Source document:
'''

Inside Out 2020 Stream 2 Canadian Micro-Budget Participants
“Adolescent” (Ontario, Canada)
Director: Kyle Reaume
Producer: Sam Rosati
Logline: Immature and often reckless, Bryce Belleperche drinks, smokes, and brings home men he meets at the gay bar he tends. His unstructured life is suddenly challenged when he is tasked with acting as full-time guardian to his 14-year-old niece, the stoic and precocious Katy, who is secretly coming to terms with her own sexuality.

“Pink Carnations” (Nova Scotia, Canada)

'''

Problem set:
a – Shorten the paragraph in the Inside Out 2020 participant list that begins "Logline: Immature and often reckless," keeping its main facts.
b – Write the next part of the Inside Out 2020 participant list, picking up after the "Pink Carnations" heading.
The items that follow are not needed for these tasks.

Material supplied:
'''

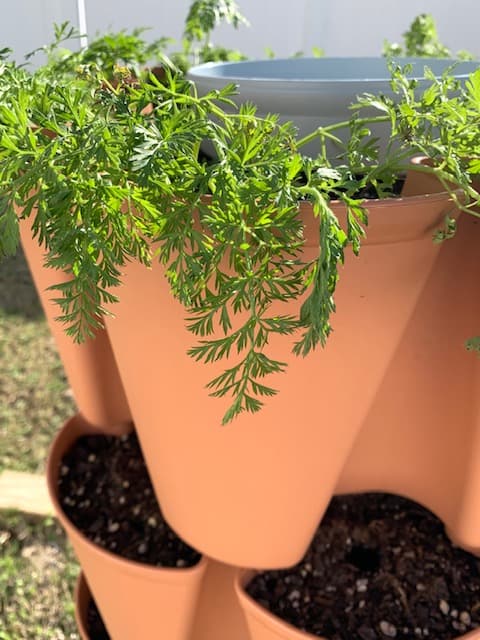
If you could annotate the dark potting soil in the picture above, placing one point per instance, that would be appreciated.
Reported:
(379, 567)
(105, 490)
(95, 627)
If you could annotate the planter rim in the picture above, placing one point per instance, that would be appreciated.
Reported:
(71, 431)
(285, 629)
(320, 72)
(270, 621)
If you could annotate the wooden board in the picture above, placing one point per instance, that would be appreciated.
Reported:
(25, 492)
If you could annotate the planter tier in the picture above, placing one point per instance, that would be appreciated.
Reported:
(316, 92)
(135, 600)
(391, 403)
(90, 367)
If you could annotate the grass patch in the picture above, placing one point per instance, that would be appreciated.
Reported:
(37, 574)
(34, 395)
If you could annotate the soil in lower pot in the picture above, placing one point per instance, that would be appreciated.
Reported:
(95, 626)
(379, 567)
(105, 490)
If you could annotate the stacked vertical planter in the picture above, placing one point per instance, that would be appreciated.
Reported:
(228, 491)
(390, 404)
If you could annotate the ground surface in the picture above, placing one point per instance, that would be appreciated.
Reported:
(37, 572)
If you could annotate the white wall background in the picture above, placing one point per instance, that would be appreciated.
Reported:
(341, 27)
(28, 24)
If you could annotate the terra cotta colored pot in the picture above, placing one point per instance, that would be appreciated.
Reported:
(135, 600)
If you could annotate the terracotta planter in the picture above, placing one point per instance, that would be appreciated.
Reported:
(219, 615)
(135, 600)
(314, 92)
(262, 625)
(90, 367)
(393, 389)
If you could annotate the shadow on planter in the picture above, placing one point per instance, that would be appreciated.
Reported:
(90, 367)
(135, 600)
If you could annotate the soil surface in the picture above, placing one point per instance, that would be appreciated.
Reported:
(379, 567)
(105, 490)
(95, 627)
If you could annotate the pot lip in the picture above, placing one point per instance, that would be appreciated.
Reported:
(280, 627)
(238, 70)
(285, 629)
(72, 429)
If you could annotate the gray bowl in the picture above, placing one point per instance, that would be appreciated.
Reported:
(313, 92)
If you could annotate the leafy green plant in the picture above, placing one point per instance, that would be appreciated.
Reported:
(422, 40)
(111, 170)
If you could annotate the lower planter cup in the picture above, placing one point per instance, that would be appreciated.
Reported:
(379, 567)
(135, 600)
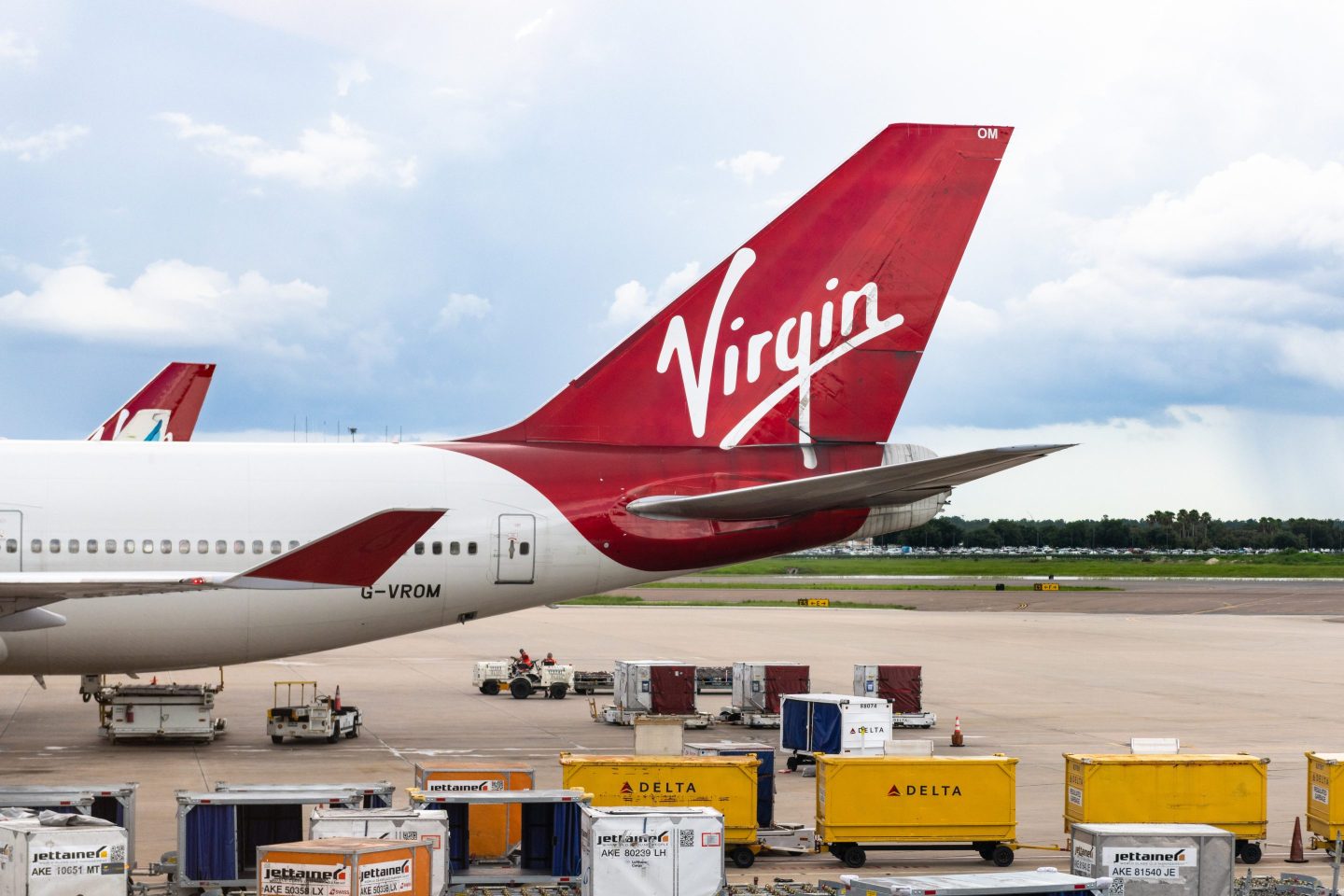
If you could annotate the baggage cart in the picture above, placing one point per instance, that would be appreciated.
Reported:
(917, 804)
(549, 852)
(497, 829)
(833, 723)
(1225, 791)
(344, 867)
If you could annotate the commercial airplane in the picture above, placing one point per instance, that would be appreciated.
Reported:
(746, 419)
(164, 410)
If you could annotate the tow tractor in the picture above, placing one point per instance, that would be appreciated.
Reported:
(312, 716)
(492, 676)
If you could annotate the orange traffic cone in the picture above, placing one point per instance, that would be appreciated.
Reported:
(1295, 852)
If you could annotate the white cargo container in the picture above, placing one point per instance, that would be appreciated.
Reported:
(77, 856)
(833, 723)
(652, 852)
(424, 825)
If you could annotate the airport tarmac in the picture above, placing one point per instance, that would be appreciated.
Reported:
(1031, 684)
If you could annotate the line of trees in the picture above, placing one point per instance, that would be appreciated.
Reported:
(1160, 529)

'''

Your written answers:
a – Logline: Bryce Belleperche, a reckless gay bartender who drinks, smokes and brings men home, must suddenly become full-time guardian to his stoic, precocious 14-year-old niece Katy, who is secretly coming to terms with her own sexuality.

b –
Director: Adam Myatt
Producer: Lisa Buchanan
Logline: During the summer between junior and senior year of high school, 17-year-old Anthony has just had his wisdom teeth pulled. On the car ride home, loose-lipped from the anesthetic, Anthony unwittingly tells his mother, Rose, that he loves his friend Nick. Rose doesn’t know what to do with this information and begins restricting Anthony’s social life, preventing him from seeing not only Nick, but also his best friend Kelly. Out of a combination of denial and protectiveness, Rose doesn’t let on to her husband, Glenn, that she suspects their son is gay.

“Dear Straight Men” (Ontario, Canada)
Director: Santana Doran
Producer: Sam Sorrenti
Logline: A group of queer friends make a pact to unapologetically stand up to their oppressor.

“Moka” (Ontario, Canada)
Directors: Emily Gioskos, Laura Bornacelli
Producer: Moka Dawkins
Logline: The true story of a former Toronto sex worker who was caught in a traumatic night of terror which landed her, a transgender women of color, in the most dangerous all-male prison in Canada.